● Work task: Find and copy every line in the records that includes the string "keep".

[The records Boundary: Start]

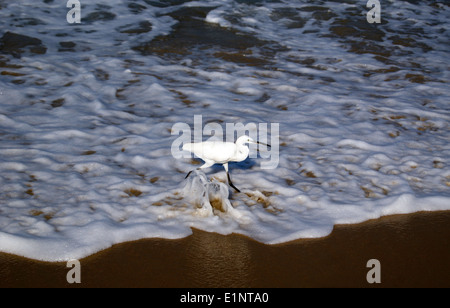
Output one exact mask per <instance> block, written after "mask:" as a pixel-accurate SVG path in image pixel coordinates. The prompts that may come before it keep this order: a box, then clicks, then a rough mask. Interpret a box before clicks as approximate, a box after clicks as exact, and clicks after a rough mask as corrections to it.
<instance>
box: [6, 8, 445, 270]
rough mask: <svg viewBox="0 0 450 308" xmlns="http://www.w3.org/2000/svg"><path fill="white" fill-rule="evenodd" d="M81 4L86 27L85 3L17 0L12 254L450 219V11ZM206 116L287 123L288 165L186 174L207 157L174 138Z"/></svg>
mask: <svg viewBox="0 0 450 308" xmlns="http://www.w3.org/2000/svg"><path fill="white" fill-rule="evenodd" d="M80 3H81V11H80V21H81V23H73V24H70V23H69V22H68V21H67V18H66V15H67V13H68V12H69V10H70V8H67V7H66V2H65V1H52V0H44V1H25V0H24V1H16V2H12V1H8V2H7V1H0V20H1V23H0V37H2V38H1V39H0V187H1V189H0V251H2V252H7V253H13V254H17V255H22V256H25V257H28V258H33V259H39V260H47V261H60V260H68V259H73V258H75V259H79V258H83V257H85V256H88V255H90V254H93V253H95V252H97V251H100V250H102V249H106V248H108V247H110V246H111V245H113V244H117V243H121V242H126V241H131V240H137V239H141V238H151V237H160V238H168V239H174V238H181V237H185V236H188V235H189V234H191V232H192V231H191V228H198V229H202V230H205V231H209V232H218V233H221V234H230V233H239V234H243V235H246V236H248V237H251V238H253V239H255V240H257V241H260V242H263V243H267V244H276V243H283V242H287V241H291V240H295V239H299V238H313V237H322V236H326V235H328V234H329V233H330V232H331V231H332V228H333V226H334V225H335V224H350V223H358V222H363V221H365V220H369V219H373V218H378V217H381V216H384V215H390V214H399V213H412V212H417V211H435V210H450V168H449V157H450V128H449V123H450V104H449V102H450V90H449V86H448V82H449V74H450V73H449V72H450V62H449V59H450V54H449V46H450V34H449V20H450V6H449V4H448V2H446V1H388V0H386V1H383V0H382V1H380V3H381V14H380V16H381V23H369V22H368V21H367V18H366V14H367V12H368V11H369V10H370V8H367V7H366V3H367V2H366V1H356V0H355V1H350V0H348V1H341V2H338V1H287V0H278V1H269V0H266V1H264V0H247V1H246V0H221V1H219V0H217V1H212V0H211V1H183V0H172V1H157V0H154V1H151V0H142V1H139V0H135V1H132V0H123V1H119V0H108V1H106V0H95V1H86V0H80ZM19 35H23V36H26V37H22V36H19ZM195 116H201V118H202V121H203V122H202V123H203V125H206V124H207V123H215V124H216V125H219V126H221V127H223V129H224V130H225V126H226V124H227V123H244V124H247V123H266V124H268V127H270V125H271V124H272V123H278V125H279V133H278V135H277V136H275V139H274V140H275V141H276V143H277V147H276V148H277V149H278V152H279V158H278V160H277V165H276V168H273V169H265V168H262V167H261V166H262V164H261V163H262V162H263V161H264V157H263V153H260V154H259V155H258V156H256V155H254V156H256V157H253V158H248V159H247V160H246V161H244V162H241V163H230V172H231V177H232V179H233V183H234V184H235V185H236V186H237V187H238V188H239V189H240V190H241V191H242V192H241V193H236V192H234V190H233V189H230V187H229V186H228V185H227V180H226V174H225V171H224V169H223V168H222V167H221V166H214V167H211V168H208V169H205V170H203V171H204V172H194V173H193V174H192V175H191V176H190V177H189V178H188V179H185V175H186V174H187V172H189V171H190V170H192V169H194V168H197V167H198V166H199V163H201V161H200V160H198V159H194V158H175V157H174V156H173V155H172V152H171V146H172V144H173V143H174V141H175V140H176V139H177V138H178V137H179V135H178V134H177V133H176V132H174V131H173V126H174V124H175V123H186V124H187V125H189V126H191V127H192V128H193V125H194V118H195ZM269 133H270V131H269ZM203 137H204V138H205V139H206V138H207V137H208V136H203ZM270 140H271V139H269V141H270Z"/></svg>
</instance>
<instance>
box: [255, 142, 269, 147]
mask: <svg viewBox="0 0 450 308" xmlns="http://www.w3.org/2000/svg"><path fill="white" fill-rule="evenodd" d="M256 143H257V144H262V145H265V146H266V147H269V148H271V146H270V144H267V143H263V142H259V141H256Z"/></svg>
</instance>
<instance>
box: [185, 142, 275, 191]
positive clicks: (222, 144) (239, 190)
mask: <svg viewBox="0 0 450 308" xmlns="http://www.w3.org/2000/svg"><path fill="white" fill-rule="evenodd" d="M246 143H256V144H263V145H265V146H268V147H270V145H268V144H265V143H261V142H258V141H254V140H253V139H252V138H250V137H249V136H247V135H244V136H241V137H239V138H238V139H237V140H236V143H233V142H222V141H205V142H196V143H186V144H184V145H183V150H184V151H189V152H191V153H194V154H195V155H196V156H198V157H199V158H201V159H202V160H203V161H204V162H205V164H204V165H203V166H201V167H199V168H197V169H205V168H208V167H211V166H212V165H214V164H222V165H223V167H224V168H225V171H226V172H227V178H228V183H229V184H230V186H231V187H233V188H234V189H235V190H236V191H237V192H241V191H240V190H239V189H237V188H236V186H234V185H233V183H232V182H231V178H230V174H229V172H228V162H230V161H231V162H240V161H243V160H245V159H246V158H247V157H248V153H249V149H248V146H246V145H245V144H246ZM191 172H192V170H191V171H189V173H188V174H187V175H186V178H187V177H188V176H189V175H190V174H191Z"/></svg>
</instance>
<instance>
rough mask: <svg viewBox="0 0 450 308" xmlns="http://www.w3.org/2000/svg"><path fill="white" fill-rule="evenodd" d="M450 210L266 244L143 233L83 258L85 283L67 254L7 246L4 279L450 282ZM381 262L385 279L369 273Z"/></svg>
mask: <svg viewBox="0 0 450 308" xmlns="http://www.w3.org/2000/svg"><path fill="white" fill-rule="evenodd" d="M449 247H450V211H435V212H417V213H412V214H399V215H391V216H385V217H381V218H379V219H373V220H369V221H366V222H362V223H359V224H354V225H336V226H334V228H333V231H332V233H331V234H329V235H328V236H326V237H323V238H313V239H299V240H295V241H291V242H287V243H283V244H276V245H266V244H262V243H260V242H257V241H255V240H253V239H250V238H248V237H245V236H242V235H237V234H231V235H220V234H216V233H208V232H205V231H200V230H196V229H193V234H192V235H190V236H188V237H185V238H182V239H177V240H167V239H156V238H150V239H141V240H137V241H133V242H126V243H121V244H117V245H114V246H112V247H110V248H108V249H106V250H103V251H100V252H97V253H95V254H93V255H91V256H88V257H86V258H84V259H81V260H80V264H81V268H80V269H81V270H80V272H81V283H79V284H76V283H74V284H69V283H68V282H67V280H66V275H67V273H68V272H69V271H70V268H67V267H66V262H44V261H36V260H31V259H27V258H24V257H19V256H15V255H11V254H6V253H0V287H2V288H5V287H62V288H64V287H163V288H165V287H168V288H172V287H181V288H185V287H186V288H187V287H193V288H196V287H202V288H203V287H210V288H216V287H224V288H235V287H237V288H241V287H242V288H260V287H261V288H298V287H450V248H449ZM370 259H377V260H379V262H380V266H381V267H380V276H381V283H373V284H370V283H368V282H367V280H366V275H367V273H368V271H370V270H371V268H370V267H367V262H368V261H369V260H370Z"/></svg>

[The records Boundary: End]
[The records Boundary: Start]

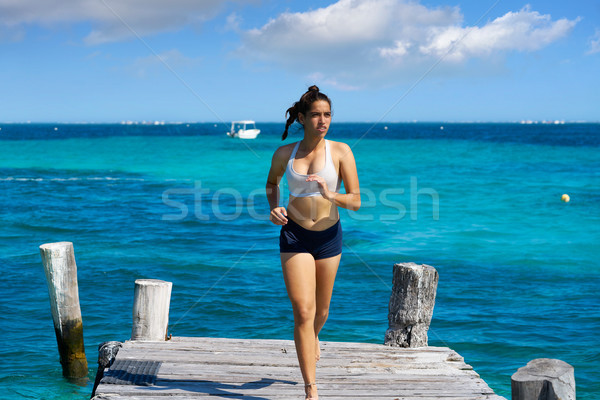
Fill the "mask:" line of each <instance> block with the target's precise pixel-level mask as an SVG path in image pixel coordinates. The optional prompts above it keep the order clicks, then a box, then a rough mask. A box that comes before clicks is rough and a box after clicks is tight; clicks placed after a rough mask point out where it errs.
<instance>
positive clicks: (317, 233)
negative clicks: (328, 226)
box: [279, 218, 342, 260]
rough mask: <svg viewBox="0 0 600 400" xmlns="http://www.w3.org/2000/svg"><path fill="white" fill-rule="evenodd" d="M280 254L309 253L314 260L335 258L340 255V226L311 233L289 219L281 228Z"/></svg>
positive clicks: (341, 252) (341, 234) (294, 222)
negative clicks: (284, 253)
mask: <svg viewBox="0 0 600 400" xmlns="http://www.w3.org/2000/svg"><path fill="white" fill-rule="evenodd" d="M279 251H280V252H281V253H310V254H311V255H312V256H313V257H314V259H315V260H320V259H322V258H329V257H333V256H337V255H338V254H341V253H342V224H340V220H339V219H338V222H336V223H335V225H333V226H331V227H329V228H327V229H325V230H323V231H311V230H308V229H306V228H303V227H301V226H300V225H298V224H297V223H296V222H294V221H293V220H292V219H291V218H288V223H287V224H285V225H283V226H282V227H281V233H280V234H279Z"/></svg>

[The records Boundary: End]
[The records Boundary: Start]

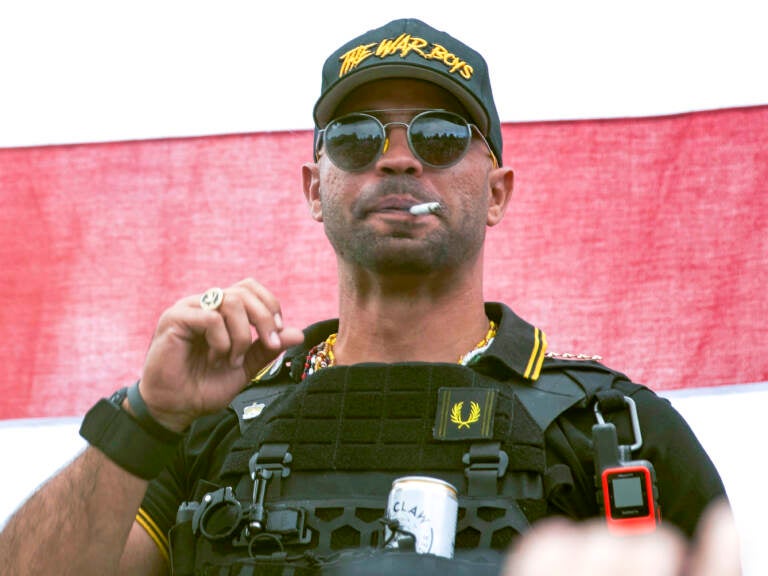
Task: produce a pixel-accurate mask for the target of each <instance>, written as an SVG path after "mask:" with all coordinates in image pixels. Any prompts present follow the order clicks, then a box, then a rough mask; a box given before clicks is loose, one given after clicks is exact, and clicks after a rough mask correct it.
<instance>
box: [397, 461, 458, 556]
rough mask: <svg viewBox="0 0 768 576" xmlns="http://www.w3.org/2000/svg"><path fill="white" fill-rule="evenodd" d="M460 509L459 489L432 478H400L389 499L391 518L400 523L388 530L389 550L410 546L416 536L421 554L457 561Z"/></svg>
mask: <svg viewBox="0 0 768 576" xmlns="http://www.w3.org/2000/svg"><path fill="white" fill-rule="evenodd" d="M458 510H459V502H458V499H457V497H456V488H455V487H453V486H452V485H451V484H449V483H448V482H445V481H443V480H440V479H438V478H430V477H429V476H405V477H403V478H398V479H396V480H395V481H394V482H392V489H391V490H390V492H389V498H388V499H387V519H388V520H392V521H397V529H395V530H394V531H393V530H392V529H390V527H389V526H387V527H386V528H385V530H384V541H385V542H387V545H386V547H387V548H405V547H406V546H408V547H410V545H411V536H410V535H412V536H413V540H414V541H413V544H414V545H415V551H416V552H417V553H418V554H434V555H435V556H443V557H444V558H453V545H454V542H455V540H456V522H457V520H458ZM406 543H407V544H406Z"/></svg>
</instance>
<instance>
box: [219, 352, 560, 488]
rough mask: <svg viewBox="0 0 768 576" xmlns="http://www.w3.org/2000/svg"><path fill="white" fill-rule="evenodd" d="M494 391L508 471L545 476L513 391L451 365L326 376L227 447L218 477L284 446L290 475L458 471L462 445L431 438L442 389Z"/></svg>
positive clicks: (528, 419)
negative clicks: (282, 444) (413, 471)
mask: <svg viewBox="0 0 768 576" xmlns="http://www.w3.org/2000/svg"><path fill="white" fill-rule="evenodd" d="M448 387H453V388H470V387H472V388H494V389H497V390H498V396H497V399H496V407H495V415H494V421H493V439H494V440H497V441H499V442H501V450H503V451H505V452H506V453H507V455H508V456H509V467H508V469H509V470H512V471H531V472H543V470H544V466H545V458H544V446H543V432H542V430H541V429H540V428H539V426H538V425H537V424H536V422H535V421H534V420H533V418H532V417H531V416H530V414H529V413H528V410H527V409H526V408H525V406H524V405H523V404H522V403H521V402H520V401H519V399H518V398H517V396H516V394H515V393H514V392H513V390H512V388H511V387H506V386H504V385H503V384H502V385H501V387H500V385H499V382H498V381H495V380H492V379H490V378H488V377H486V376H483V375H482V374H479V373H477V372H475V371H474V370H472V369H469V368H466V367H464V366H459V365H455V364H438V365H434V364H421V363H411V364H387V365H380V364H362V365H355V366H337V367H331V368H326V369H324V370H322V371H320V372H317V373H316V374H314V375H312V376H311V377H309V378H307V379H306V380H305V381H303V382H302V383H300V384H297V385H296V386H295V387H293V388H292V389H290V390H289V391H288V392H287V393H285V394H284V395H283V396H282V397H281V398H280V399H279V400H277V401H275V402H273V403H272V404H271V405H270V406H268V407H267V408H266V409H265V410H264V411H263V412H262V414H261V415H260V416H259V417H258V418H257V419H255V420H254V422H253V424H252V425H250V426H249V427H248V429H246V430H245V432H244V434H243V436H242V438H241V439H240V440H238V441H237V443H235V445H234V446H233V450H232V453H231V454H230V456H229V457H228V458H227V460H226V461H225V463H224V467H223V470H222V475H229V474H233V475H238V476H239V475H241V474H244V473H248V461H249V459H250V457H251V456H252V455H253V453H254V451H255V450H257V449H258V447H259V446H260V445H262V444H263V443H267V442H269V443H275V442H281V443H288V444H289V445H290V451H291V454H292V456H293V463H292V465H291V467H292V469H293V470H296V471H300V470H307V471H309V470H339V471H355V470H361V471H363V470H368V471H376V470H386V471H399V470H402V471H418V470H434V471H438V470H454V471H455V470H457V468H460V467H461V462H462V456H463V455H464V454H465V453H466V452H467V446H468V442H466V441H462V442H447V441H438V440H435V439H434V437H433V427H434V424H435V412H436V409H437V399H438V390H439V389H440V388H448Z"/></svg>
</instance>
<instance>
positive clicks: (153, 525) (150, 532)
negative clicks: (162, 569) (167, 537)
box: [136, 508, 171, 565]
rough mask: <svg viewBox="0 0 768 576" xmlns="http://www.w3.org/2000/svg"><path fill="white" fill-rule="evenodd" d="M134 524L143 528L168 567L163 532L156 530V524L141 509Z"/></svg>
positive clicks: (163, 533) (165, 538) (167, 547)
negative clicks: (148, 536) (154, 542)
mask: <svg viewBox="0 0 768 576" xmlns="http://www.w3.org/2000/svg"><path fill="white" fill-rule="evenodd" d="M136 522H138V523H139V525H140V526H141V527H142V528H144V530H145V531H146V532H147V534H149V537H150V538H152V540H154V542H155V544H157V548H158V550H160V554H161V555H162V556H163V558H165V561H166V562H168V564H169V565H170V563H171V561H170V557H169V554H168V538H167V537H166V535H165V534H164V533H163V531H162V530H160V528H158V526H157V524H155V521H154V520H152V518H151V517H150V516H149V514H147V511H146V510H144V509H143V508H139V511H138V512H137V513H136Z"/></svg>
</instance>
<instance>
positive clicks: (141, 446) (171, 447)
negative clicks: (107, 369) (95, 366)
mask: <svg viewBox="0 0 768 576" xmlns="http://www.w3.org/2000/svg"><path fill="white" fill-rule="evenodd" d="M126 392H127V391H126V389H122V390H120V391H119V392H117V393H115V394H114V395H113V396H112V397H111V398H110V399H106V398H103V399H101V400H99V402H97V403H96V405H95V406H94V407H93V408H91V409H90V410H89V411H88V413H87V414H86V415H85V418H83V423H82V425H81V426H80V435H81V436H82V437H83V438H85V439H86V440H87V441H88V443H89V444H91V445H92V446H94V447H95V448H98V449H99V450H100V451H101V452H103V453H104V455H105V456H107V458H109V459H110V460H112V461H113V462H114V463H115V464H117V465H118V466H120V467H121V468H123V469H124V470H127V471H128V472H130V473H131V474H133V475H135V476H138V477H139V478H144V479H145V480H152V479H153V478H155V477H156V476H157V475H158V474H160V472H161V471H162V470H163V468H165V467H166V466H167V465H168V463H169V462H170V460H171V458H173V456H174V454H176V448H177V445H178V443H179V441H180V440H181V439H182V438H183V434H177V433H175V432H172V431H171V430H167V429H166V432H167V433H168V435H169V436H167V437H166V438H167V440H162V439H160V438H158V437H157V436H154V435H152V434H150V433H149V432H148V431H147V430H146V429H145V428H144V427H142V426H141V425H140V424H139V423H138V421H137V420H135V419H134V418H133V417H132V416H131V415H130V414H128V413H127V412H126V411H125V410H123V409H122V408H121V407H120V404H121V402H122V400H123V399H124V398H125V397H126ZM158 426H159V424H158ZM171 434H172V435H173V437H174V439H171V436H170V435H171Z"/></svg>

[The records Boundary: End]

● Expected answer:
Output one exact mask per <instance> block, written after "mask:" as a pixel-accurate SVG path in image pixel coordinates. The prompts that may come before it keep this order: a box, then clicks, then a rough mask. Interpret a box before clicks as approximate, a box after clicks as exact, and clicks after a rough mask as corrections to it.
Fill the "mask:" line of each <instance> block with the target's precise pixel-level mask as an SVG path in image pixel coordinates. The optional prompts above it keep the order clicks, then a box, then a rough mask. A box that comes before clicks is rough and a box after clicks is tight; clicks placed after a rough mask point out where it errs.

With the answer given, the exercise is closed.